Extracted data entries
****************************************

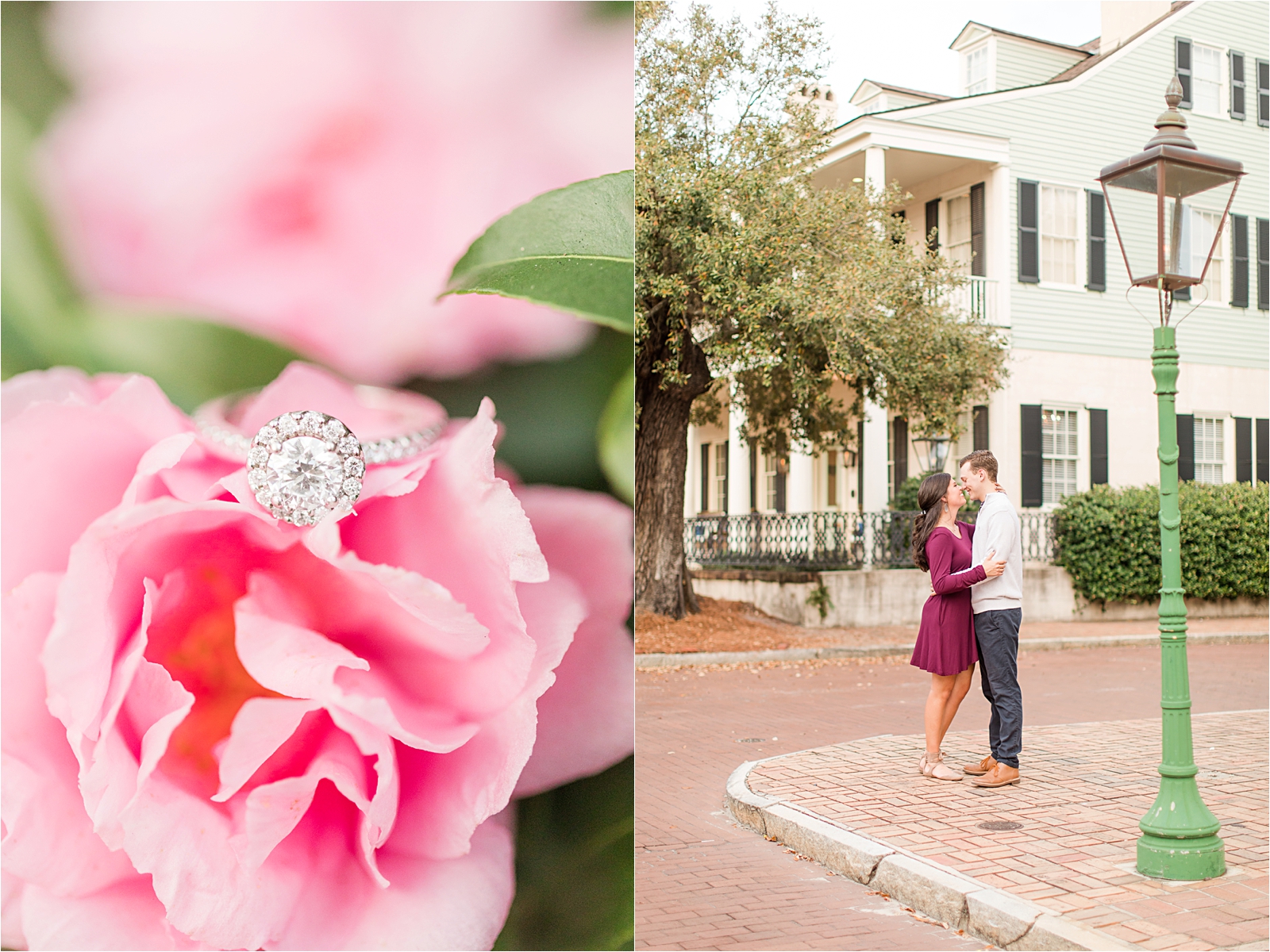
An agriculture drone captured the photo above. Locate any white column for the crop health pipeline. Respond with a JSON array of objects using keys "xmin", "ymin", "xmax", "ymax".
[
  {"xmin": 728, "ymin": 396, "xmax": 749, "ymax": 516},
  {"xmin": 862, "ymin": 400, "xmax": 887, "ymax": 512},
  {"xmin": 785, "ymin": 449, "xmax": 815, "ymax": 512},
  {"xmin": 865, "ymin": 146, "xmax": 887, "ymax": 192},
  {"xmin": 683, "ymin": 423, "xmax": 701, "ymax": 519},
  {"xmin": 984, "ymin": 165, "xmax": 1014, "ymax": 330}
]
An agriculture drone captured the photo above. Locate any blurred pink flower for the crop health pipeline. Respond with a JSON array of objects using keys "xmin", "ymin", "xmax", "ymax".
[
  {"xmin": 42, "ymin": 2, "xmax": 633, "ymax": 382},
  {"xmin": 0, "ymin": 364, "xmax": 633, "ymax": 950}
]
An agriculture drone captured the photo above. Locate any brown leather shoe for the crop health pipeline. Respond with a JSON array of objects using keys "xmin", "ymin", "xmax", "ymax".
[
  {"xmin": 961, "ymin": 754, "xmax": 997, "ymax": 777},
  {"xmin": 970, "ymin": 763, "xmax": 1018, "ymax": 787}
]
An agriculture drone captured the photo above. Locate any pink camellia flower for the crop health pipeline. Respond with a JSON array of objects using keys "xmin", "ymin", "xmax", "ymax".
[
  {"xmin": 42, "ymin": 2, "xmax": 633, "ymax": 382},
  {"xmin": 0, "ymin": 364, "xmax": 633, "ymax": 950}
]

****************************************

Exercise description:
Reproduce all of the items above verbatim, omitting the picture.

Response below:
An agriculture drone captured the photo above. Locate any white column for the crop health pipeline. Respond with a JSON array of objects using keys "xmin", "ymin", "xmax", "ymax".
[
  {"xmin": 728, "ymin": 396, "xmax": 749, "ymax": 516},
  {"xmin": 862, "ymin": 400, "xmax": 887, "ymax": 512},
  {"xmin": 785, "ymin": 449, "xmax": 815, "ymax": 512},
  {"xmin": 865, "ymin": 146, "xmax": 887, "ymax": 192},
  {"xmin": 683, "ymin": 423, "xmax": 701, "ymax": 519},
  {"xmin": 984, "ymin": 165, "xmax": 1014, "ymax": 330}
]
An agriculture drone captured the photo above. Locate any blurred pink flower for the crop health pipeline. Respond with a JSON array of objects using keys "xmin", "ymin", "xmax", "ymax".
[
  {"xmin": 42, "ymin": 2, "xmax": 633, "ymax": 382},
  {"xmin": 0, "ymin": 364, "xmax": 633, "ymax": 950}
]
An agriculture drone captured the photo above. Locate any brown leather shoe for the crop health pipeline. Respond with a JSON array of objects using keys "xmin", "ymin", "xmax", "ymax".
[
  {"xmin": 961, "ymin": 754, "xmax": 997, "ymax": 777},
  {"xmin": 970, "ymin": 763, "xmax": 1018, "ymax": 787}
]
An agriculture drone captured the photo above. Locate any pink camellia flower for the crop health pipeline. Respond with a JSON array of objects using keys "xmin", "ymin", "xmax", "ymax".
[
  {"xmin": 42, "ymin": 2, "xmax": 633, "ymax": 382},
  {"xmin": 0, "ymin": 364, "xmax": 633, "ymax": 950}
]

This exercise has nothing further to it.